[EXTRACTED MATERIAL Boundary: Start]

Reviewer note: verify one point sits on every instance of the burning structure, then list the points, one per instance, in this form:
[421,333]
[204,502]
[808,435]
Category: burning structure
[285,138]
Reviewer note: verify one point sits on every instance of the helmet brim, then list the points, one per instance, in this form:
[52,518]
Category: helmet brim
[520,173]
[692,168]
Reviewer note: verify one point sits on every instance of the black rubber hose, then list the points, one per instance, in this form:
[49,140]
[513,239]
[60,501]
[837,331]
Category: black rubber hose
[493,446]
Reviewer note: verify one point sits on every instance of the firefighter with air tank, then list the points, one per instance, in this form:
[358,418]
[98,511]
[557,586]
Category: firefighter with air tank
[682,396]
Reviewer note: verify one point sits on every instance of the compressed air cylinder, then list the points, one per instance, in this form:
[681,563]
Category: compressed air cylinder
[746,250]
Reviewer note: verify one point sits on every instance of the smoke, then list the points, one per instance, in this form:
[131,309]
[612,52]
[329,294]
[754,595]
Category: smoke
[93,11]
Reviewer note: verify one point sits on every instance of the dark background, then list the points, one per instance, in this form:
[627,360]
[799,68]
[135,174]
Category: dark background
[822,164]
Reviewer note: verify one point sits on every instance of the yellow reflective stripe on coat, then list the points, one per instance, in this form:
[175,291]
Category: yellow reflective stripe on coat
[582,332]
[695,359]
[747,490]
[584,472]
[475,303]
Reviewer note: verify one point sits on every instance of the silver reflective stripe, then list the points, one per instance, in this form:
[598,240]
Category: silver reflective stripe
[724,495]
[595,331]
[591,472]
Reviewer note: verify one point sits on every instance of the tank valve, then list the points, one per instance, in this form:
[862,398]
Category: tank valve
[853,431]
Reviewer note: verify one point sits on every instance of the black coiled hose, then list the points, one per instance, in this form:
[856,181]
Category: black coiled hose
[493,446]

[EXTRACTED MATERIAL Boundary: End]

▸ TASK OBJECTIVE: Every entry above needs to be copied exactly.

▸ OUTPUT BELOW:
Reviewer note: verify one point sits on every instance of the burning structure, then list the points, one per instance, in this form:
[421,333]
[204,502]
[808,435]
Category: burning structure
[285,138]
Reviewer note: verify one point sits on every instance of the helmet brim, then list the points, one per instance, in this form:
[52,518]
Category: helmet brim
[520,173]
[692,168]
Reviewer note: verify one point sits on every instance of the black rubber hose, then list the points, one per instance, in this form:
[49,140]
[513,239]
[60,501]
[837,331]
Category: black rubber hose
[493,446]
Reviewer note: verify one point sits on every instance of the firefighter with air tank, then list the points, one per instance, in this form:
[358,418]
[98,511]
[557,586]
Category: firefighter with air tank
[682,396]
Reviewer note: verify one point sits on every instance of the compressed air cylinder, then list the points, one per instance, in this form:
[681,563]
Category: compressed air cylinder
[746,250]
Reviewer note: verify one point sits on every instance of the smoke, then list the points, one per instance, in this form:
[131,309]
[612,52]
[329,294]
[754,595]
Category: smoke
[93,11]
Reviewer note: verify one point sits on every instance of the dark background, then list the points, one per instance, in this form:
[627,360]
[799,68]
[135,174]
Category: dark background
[822,164]
Reviewer note: verify one point sits on every instance of the yellow reflective stripe on coat, then list the points, one per instance, in this form:
[175,291]
Category: yellow reflective stripe on coat
[582,332]
[695,359]
[747,490]
[584,472]
[475,303]
Reviewer note: verify one point sits on every instance of the silver reflective stripe, then list the points, one per instance, in this form:
[598,240]
Category: silver reflective stripe
[724,495]
[595,331]
[591,472]
Reviewer note: verify one point sits on every instance of the tank valve, then list the points, one per instance, in this form:
[862,398]
Category: tank valve
[853,431]
Reviewer note: verify one point sits on every instance of the black coiled hose, then list the points, one per instance, in this form:
[856,181]
Category: black coiled hose
[493,446]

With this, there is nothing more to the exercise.